# Trailgator



## lozcs (4 Mar 2013)

So, I've bought a trailgator on ebay - nice route to where it is - anyone who has one think it'l be OK to pick up on my bike and ride 25 miles home with it? Or should I just take the car?


----------



## lozcs (6 Mar 2013)

anyone?


----------



## fossyant (6 Mar 2013)

If it still has the clamp that let's you store it against the rear seat stays, then yes.


----------



## Crackle (6 Mar 2013)

Is it just the gator or is it attached to a bike! Either way, ride home.


----------



## lozcs (6 Mar 2013)

fossyant said:


> If it still has the clamp that let's you store it against the rear seat stays, then yes.


 
I didn't realise could be clamped in place - perfect....



Crackle said:


> Is it just the gator or is it attached to a bike! Either way, ride home.


 
Just my bike - didn't realise it would clamp in place attached - will ride to collect...


----------



## Crackle (6 Mar 2013)

----------------

Set exercise 1.
Answer these about the Trailgator thread:
(a) How many miles does lozcs plan to ride home with it?
(b) According to fossyant, what does it need to still have for riding home to be fine?
(c) What does Crackle advise doing either way?
Set exercise 2.
Carry on the Trailgator forum thread from the point it stops, starting with the body of Crackle's new post.
The lines after this point aren't needed for anything here.

Source material.
----------------

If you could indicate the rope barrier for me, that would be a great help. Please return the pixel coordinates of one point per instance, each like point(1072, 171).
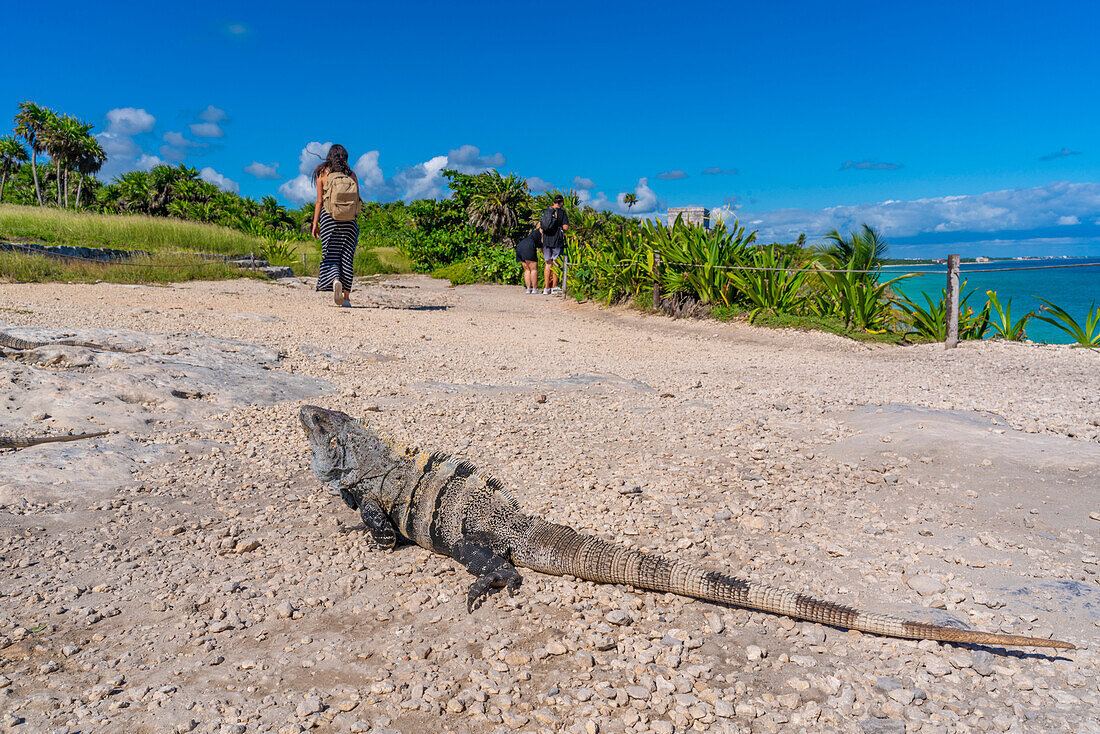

----------------

Result 1.
(a) 25 miles.
(b) The clamp that lets you store it against the rear seat stays.
(c) Ride home.

Result 2.
Like this








If you have a rack on, you can't use the bottom stay fitting but you can just lash it to the rack. Make sure you take some spanners 10mm and either side, can't recall the exact size but it's around there.


----------



## fossyant (6 Mar 2013)

Also tape and cable ties, just in case !


----------



## fossyant (6 Mar 2013)

I'd love to see the seller's faces when you tell them it's a 50 mile round trip ! On the BIKE !


----------



## lozcs (6 Mar 2013)

Crackle said:


> Like this
> 
> 
> 
> ...


 
Thanks,that picture helps - I'll probably put a rack on and secure the back to the rack straight out...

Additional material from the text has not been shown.